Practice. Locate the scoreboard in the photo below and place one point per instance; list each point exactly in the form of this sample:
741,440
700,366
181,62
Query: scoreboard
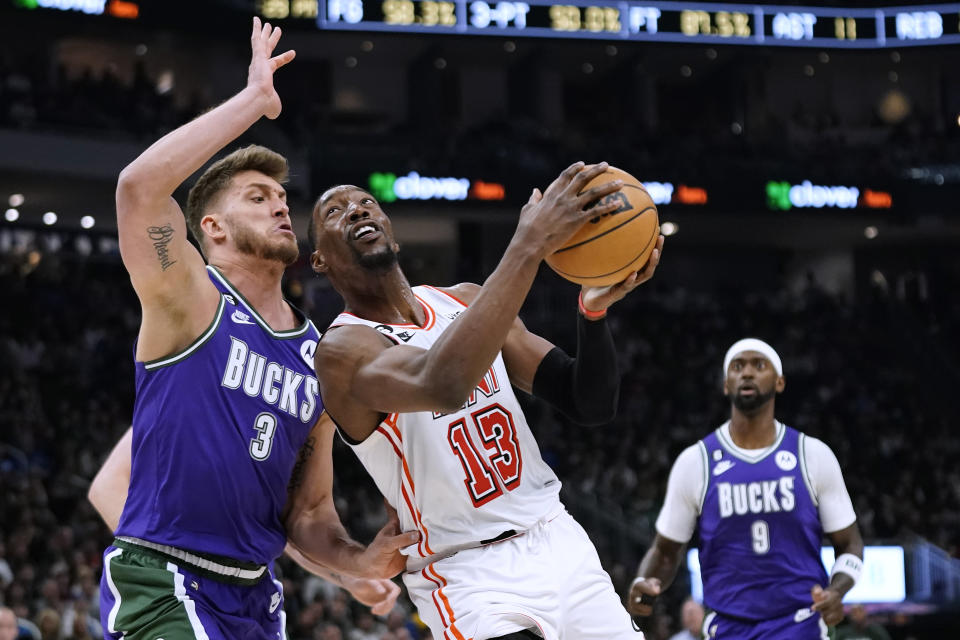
631,20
# # #
## Exercise
Give back each of the records above word for word, apart from the pictures.

## Result of the task
Practice. Locate the scoreboard in the photo below and place one point per instance; list each point exactly in the form of this sample:
741,440
700,366
181,62
Query: scoreboard
631,20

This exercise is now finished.